◆ **WHAT THE TASK REQUIRES**: Among the entries below, please repeat exactly and only the lines from the line containing "Target: fence post" to the line containing "Confirm every instance of the headstone", both lines included.

········

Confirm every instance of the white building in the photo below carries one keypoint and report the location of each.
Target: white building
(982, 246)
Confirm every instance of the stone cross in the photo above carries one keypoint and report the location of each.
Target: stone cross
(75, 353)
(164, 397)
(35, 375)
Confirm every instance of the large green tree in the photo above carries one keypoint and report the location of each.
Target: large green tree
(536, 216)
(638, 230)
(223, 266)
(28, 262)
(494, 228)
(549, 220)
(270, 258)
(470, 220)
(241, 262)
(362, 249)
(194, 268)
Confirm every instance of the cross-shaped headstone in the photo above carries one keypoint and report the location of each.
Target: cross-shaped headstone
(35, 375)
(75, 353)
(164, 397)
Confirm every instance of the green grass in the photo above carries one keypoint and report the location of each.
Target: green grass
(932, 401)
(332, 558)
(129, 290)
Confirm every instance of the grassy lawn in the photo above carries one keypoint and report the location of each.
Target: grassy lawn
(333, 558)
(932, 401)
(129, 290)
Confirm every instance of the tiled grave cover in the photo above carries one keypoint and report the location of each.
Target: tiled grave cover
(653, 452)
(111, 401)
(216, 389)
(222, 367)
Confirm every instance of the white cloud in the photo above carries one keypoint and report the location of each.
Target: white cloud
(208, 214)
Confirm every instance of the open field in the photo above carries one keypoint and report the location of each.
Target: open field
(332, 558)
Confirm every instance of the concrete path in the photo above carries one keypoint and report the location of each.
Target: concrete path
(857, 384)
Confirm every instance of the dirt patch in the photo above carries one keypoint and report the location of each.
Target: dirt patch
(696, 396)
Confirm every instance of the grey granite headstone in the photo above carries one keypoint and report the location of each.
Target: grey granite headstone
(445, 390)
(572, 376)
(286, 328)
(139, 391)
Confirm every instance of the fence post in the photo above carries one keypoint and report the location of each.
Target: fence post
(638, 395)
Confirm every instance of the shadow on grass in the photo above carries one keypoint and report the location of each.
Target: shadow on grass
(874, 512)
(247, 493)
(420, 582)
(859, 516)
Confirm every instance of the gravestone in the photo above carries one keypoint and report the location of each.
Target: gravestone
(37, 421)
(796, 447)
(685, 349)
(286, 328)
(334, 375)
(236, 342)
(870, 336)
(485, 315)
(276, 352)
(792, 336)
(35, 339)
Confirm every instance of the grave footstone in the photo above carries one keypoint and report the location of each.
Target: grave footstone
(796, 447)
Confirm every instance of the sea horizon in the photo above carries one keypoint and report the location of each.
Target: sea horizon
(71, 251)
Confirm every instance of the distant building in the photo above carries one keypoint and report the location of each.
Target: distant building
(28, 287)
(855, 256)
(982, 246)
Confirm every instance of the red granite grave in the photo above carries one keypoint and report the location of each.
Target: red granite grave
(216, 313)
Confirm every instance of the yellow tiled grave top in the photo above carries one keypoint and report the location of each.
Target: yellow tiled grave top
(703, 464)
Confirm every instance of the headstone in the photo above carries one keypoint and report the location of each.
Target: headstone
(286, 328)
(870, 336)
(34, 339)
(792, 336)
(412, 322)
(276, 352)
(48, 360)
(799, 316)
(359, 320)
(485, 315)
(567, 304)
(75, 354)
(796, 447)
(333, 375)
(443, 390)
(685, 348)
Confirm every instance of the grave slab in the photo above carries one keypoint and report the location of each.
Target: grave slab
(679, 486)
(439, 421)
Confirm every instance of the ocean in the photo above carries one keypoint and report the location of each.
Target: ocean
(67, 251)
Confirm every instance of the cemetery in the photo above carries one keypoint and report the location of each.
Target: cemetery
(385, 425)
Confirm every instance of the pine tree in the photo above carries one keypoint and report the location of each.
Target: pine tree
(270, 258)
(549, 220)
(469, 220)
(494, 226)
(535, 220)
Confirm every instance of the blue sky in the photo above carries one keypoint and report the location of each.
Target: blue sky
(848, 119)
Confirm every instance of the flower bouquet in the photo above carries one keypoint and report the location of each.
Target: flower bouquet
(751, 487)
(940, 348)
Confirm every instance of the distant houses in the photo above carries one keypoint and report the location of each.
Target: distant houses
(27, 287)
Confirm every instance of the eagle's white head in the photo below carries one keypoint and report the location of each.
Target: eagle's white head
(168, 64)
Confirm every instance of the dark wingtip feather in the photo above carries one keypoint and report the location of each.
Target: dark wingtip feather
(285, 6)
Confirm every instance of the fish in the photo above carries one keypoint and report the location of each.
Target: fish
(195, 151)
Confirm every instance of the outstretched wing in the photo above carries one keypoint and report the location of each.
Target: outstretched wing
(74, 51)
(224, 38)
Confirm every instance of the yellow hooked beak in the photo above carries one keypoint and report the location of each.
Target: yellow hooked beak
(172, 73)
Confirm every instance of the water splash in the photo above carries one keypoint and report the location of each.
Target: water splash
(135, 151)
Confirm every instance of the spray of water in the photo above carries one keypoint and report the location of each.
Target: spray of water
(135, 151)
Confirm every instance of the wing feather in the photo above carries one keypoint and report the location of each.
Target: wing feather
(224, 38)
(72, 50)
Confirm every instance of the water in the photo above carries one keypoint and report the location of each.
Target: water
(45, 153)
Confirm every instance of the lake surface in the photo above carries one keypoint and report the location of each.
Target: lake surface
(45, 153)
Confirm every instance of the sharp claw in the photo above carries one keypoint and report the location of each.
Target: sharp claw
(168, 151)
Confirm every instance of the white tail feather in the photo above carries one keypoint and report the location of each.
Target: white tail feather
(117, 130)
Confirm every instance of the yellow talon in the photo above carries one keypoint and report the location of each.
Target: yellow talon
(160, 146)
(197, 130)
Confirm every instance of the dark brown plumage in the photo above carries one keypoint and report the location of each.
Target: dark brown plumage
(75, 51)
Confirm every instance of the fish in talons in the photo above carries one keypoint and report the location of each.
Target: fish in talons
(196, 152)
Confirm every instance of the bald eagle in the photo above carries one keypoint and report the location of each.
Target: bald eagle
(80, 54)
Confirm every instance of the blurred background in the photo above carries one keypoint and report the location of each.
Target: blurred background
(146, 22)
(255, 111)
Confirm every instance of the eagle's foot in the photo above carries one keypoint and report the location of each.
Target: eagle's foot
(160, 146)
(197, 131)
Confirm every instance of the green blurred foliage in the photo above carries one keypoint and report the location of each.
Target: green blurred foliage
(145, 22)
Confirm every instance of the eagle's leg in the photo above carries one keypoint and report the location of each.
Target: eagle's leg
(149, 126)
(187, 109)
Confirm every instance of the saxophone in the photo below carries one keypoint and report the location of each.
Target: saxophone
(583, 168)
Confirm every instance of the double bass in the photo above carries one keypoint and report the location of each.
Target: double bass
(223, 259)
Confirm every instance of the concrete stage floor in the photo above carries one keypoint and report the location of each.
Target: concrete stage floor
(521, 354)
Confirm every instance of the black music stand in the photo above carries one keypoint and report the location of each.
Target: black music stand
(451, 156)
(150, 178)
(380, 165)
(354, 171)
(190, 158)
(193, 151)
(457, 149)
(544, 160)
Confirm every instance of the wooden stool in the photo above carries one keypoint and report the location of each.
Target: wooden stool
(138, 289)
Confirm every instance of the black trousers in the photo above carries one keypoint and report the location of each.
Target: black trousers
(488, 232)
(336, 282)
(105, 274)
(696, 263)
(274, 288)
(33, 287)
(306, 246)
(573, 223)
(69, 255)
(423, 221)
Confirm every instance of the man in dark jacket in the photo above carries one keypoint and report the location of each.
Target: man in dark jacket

········

◆ **EXERCISE RESULT**:
Target: fence post
(638, 395)
Confirm every instance of the shadow on grass in the photo above carries one keypoint and report the location of each.
Target: shadow on grass
(874, 512)
(247, 493)
(420, 582)
(859, 516)
Confirm every instance of the gravestone in the photo above carries one keypoint and report the location of each.
Target: gravestone
(37, 421)
(796, 447)
(685, 349)
(286, 328)
(334, 375)
(236, 342)
(870, 336)
(485, 315)
(276, 352)
(792, 336)
(35, 339)
Confirm every instance of the grave footstone in the photo above carries one keypoint and report the location of each.
Target: grave footstone
(796, 447)
Confirm every instance of the sea horizon in the photo above carries one keypoint and report the location of each.
Target: sea horizon
(71, 251)
Confirm every instance of the distant building in the photo above carries one keypoint and report the location of each.
Target: distant building
(28, 287)
(855, 256)
(982, 246)
Confirm every instance of the red granite grave in the photo above carries one keypoint and report the location of each.
Target: red granite grave
(216, 313)
Confirm every instance of the yellow tiled grave top in the photo above carries one keypoint and report the location of each.
Target: yellow tiled grave top
(703, 464)
Confirm every instance of the headstone in the photo above carries one keypoint and report the location of each.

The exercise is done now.